→ TEXTE FOURNI:
Chaque mois, Père Lambert écrit quelques mots pour aider les paroissiens de l'église orthodoxe de Nantes
à réfléchir et progresser sur leur chemin spirituel.

Les lois de la République sont-elles nos lois ?(2)

Mon dernier mot a suscité de nombreuses réactions, dont certaines contestataires. Etait-ce un sujet trop sensible? Nai-je pas su m'exprimer assez clairement? La radicalité de l'Evangile fait-elle peur?
Quoi qu'il en soit, je pense intéressant d'approfondir la question, avant de passer aux deux articles qui devraient suivre, "Les modèles d'aujourd'hui sont-ils nos modèles?" et "La discipline d'autrefois est-elle notre discipline?". Non pour me justifier, mais pour mieux comprendre. Puisqu'il ne s'agit pas d'une "philosophie" sur les rapports entre "la foi" et "l'état", mais de l'Evangile et du "chemin" de notre Seigneur Jésus Christ "pour moi".

(Extrait du jeu de données)

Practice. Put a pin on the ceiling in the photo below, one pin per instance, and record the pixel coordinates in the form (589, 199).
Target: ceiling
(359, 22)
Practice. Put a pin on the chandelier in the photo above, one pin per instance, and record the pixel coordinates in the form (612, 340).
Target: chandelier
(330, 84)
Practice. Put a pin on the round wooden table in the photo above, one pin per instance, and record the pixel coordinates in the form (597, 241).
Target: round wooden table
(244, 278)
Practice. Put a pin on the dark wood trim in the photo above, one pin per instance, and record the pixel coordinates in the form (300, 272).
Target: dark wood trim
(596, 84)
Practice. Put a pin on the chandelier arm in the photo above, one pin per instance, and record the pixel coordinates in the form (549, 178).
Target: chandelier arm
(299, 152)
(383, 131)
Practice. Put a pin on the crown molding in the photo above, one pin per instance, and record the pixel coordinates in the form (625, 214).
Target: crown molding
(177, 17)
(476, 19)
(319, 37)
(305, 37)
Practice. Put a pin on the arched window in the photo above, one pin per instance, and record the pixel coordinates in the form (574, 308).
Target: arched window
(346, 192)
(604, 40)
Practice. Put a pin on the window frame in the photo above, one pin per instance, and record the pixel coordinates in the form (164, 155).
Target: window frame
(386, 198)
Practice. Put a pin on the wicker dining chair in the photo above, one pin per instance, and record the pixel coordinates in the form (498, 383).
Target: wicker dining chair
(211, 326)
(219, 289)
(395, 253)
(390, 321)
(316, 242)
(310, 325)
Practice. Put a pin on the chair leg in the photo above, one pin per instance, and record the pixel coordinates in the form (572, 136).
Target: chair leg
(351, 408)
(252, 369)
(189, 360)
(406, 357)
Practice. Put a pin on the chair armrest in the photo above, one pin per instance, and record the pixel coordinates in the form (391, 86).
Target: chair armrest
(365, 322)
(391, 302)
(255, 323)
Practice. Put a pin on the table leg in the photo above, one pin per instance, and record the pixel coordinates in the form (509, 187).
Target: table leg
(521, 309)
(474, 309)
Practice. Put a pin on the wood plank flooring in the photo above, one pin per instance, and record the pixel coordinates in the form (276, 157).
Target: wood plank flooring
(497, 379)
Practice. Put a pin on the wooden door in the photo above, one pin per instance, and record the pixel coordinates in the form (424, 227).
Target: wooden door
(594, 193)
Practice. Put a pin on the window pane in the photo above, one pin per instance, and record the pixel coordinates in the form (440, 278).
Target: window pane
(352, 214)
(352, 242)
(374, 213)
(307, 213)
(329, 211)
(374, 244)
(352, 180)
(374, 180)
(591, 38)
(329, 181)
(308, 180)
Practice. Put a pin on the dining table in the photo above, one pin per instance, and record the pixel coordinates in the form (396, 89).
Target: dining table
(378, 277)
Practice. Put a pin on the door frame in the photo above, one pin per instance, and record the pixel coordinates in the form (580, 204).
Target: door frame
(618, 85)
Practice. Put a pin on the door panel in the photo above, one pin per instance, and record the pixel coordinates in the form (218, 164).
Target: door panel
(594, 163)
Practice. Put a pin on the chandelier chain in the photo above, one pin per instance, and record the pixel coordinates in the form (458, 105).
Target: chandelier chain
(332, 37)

→ CONSIGNES:
(A) Dans le texte sur les lois de la République, quels sont les titres des deux articles annoncés pour la suite ?
(B) Indiquez, s'il vous plaît, si chacune de ces affirmations concorde avec le texte sur les lois de la République, en citant les mots qui tranchent. (i) L'auteur écrit pour les paroissiens de l'église orthodoxe de Nantes. (ii) Le dernier mot de l'auteur n'a suscité aucune réaction. (iii) L'auteur approfondit la question afin de se justifier.
(C) Recopiez le texte sur les lois de la République, en entier de « Chaque mois, Père » jusqu'à « leur chemin spirituel. ».

→ RÉPONSES:
(A) « Les modèles d'aujourd'hui sont-ils nos modèles? » et « La discipline d'autrefois est-elle notre discipline? »

(B)
(i) Oui : « pour aider les paroissiens de l'église orthodoxe de Nantes ».
(ii) Non : « Mon dernier mot a suscité de nombreuses réactions ».
(iii) Non : « Non pour me justifier, mais pour mieux comprendre ».

(C)
Chaque mois, Père Lambert écrit quelques mots pour aider les paroissiens de l'église orthodoxe de Nantes
à réfléchir et progresser sur leur chemin spirituel.